Tâche à réaliser:
Repérez et recopiez chaque ligne des enregistrements où figure la chaîne "pump". La casse doit être respectée.

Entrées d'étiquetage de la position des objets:
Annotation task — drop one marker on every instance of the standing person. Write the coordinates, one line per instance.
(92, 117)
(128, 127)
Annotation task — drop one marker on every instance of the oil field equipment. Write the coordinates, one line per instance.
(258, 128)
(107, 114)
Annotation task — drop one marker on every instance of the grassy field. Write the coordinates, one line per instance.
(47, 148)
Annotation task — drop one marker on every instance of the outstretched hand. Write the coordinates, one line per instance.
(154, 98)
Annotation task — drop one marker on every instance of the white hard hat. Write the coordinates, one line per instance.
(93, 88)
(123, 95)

* * *

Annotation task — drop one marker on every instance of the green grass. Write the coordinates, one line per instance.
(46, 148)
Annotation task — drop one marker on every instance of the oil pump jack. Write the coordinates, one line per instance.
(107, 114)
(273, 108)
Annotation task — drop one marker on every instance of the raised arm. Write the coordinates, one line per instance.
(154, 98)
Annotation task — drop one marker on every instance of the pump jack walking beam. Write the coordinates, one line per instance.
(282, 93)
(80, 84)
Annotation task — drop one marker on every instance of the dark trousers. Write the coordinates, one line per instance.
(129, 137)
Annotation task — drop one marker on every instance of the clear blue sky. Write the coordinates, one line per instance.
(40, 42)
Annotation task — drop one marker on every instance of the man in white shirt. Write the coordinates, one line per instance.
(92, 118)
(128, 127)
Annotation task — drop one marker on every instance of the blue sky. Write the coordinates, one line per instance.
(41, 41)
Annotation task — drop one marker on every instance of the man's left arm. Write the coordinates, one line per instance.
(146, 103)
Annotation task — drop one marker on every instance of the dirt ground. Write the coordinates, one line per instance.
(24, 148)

...

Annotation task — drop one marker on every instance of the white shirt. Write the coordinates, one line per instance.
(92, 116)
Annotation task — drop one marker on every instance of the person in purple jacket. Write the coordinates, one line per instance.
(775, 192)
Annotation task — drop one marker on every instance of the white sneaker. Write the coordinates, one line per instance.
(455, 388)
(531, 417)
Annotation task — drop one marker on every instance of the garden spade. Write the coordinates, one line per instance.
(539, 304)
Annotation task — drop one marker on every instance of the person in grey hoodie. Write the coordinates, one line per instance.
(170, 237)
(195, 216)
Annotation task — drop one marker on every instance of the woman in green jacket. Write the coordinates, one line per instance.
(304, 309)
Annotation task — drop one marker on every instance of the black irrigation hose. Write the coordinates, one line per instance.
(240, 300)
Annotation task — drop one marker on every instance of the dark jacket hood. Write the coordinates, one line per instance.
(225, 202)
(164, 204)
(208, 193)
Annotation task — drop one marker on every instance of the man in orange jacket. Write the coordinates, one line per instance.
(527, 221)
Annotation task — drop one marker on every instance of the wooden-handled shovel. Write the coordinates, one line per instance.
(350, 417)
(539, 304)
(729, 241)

Solution du problème:
Annotation task — drop one marker on every instance of the oil pump jack. Write the coordinates, one line per instance.
Annotation task — drop one marker on every instance of the pump jack walking beam. Write the coordinates, one line per instance.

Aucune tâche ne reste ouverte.